--- Records provided Enclosed Below ---

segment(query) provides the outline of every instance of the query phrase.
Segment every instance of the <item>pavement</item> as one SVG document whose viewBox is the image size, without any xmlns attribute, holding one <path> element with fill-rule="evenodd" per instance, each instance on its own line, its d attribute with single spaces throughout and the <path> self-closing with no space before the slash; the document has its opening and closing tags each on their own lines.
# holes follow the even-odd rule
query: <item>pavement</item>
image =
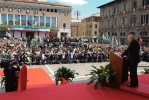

--- End of Enclosed Records provided ---

What to work on
Repeat the entries exactly, pictures left out.

Task result
segment(query) provides the outline of every instance of the query phrase.
Segment every instance of the <item>pavement</item> as one SVG document whose viewBox is the image size, without any xmlns attribute, holding one <path> element with fill-rule="evenodd" per instance, each instance on its own line, its d attribute with single spaces throughout and the <path> self-closing with no space before the slash; the document has its opening and closing tags each on their own lines.
# holes follow the even-odd rule
query: <item>pavement</item>
image =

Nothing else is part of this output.